**TEXT:**

········

This past September marked the one hundred and fifteenth anniversary of the most reprinted newspaper editorial of all time in the English language. The back-story is just as important, if you’ll follow me after the jump …..
But first: Top Comments appears nightly, as a round-up of the best comments on Daily Kos. Surely you come across comments daily that are perceptive, apropos and .. well, perhaps even humorous. But they are more meaningful if they're well-known ... which is where you come in (especially in diaries/stories receiving little attention).
Send your nominations to TopComments at gmail dot com by 9:30 PM Eastern Time nightly, or by our KosMail message board. Please indicate (a) why you liked the comment, and (b) your Dkos user name (to properly credit you) as well as a link to the comment itself.
In my early twenties I encountered the famous editorial with words
Yes, Virginia as the answer to the question “Is there a Santa Claus?” A few writers have gone so far to blame it for encouraging government dependence – for myself, I simply thought it was trite, banal.
Well, it took two decades before I re-read it ...... and saw the error of my ways.

········

**REQUESTS:**
**1.** Answer from the Yes, Virginia post:
(a) Which anniversary of the editorial did this past September mark?
(b) By what time each night should Top Comments nominations be sent?
(c) How long did it take before the writer re-read the editorial?
**2.** Write the next few paragraphs of the Yes, Virginia post, starting right after its final sentence.
The material after this point comes from a separate source and has no connection to the Yes, Virginia post.

**DATA BLOCK:**
········

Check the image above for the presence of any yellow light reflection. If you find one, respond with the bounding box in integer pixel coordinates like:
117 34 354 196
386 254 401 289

········

**ANSWERS BY TASK:**
**1.**
(a) The one hundred and fifteenth.
(b) By 9:30 PM Eastern Time.
(c) Two decades.

**2.**
Indeed, I now see this editorial as taking its place alongside other Yuletide stories that …. in reality, are about much larger issues than Christmas. A Christmas Carol, for example, is Charles Dickens’ take about the treatment of the poor (more akin to "Hard Times"). And the film It’s a Wonderful Life deals more with an individual’s life than Christmas – and George Bailey has been cited by the Move Your Money campaigns on both sides of the Atlantic. And thus the "Yes, Virginia" editorial is saying in in my mind's eye, "Blessed are those who are moved by more than sight and touch, and the power of the unseen".
Laura Virginia O’Hanlon was born on July 20, 1889 in New York. An avid reader with a quizzical mind as a child (which would stand her in good stead later in life, as we will see), she would often send-in letters to a Q&A column in the New York Sun newspaper.
On her 8th birthday in July, 1897 she asked her father Dr. Philip O’Hanlon (a coroner’s assistant in Manhattan) the very delicate question of whether Santa Claus existed:
Quite naturally I believed in Santa Claus, for he had never disappointed me. But when less fortunate little boys and girls said there wasn't any Santa Claus, I was filled with doubts. I asked my father, and he was a little evasive on the subject.
It was a habit in our family that whenever any doubts came up as to how to pronounce a word or some question of historical fact was in doubt, we wrote to the Question and Answer column in The Sun. Father would always say, "If you see it in the The Sun, it's so" and that settled the matter.
"Well, I'm just going to write The Sun and find out the real truth," I said to father. He said,
"Go ahead, Virginia. I'm sure The Sun will give you the right answer, as it always does."
This she did, which may have seemed like a strange question to be asking during the mid-summer heat of the big city. For the editor of the Question and Answer column also punted on the subject, bucking it up the chain until - three months later - it finally reached the desk of one of its editorial writers.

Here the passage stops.